### COSA SERVE
Ripeti parola per parola il tratto del brano sull'economia tedesca che va da "Il modello della" fino a "nel proprio esercito.".

### BRANO
══════
La ripresa post-pandemia ha portato strozzature nell’offerta che hanno penalizzato la produzione (si pensa alla mancanza di chip per la produzione di auto); soprattutto ha portato ad un aumento dell’inflazione, un’ipotesi finora impensabile per la Germania.
La Germania è tutt’ora in ritardo (dell’1%) rispetto al livello prima della pandemia. (L’Italia è in pari, gli Usa avanti di 2 punti e mezzo).
La Cina ha rallentato per le politiche anti-covid e per l’esplosiva bolla immobiliare con i grattacieli vuoti; la forza lavoro tedesca è in diminuzione per l’invecchiamento della popolazione (nei prossimi 10 anni usciranno dal mercato 5 milioni di lavoratori), soprattutto alla Germania sono venute a mancare le forniture di energia a basso prezzo dalla Russia. Non solo il gasdotto Nord Stream 2 non è mai stato avviato, ma si sono enormemente ridotte le forniture totali di gas, con la prospettiva che cessino del tutto. La Germania non dispone di rigassificatori, a suo tempo ha deciso di rinunciare all’uso del nucleare e degli impianti a carbone. Solo in queste settimane, tra grandi incertezze, ha avviato un piano di razionamento dei consumi energetici, che - tra gli altri - prevede il ritorno al carbone. Oltre a un ripensamento sull’opportunità di un rinvio della chiusura delle centrali nucleari.
Il modello della Germania del dopoguerra (bassi costi dell’energia, industria efficiente, sindacato dei lavoratori cooperativo, disavanzo pubblico zero, contenimento della domanda interna ampiamente compensata dalle esportazioni, nessuna rivalutazione del marco grazie ad un euro riponderato su tutta l’economia europea) è finito. La politica della signora Merkel ha esaurito la propria spinta propulsiva, ed ora bisogna ripartire da capo, con la Germania che deve ridefinire la propria identità. Soprattutto la Germania non può immaginare di mantenere il proprio status internazionale di gigante economico e nano politico. Su questo il mondo politico tedesco ha già avviato una riflessione, con la decisione di investire 100 miliardi nel riarmo nel proprio esercito.
Pensare al riarmo oggi sembra qualcosa fuori del mondo, dopo tanti discorsi sulla pace, tante riflessioni sui rischi di una guerra nucleare, che porterebbe probabilmente alla fine dell’umanità.
Ma una domanda è ineludibile: se avessimo avuto un'Europa forte, non solo economicamente, ma anche militarmente (Germania inclusa), Putin si sarebbe permesso di attaccare l’Ucraina, impunemente, pensando di farla franca? Probabilmente, siamo ottimisti, Putin non si sarebbe preso un tale rischio. Avrebbe richiesto di avviare un negoziato che avrebbe portato ad un compromesso, senza ricorso alla forza militare.
══════
[Righe archiviate]
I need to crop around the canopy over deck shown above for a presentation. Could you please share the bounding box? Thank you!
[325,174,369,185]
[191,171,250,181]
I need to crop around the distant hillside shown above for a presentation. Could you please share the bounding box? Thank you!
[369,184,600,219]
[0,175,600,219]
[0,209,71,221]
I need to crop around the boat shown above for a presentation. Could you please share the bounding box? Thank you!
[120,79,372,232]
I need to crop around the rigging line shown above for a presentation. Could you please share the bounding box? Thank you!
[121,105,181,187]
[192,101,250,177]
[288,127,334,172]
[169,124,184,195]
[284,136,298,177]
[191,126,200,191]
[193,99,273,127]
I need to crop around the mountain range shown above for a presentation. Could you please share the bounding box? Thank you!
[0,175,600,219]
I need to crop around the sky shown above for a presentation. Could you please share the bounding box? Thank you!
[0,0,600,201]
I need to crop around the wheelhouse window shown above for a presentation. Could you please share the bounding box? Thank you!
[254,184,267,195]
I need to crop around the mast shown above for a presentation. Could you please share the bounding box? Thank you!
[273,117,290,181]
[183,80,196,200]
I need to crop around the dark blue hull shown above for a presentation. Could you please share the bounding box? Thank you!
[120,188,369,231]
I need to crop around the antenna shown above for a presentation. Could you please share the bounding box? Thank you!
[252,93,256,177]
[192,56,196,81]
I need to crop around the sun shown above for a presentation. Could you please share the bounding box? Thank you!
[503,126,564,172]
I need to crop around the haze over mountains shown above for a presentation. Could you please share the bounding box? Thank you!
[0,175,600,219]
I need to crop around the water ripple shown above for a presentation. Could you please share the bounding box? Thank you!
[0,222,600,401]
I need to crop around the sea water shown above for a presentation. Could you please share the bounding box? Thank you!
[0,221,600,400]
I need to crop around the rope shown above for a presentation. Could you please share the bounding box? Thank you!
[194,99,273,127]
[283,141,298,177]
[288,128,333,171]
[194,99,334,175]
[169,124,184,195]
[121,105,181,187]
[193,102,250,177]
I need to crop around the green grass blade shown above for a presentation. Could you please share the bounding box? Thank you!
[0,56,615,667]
══════
### SPAZIO RISPOSTA
Il modello della Germania del dopoguerra (bassi costi dell’energia, industria efficiente, sindacato dei lavoratori cooperativo, disavanzo pubblico zero, contenimento della domanda interna ampiamente compensata dalle esportazioni, nessuna rivalutazione del marco grazie ad un euro riponderato su tutta l’economia europea) è finito. La politica della signora Merkel ha esaurito la propria spinta propulsiva, ed ora bisogna ripartire da capo, con la Germania che deve ridefinire la propria identità. Soprattutto la Germania non può immaginare di mantenere il proprio status internazionale di gigante economico e nano politico. Su questo il mondo politico tedesco ha già avviato una riflessione, con la decisione di investire 100 miliardi nel riarmo nel proprio esercito.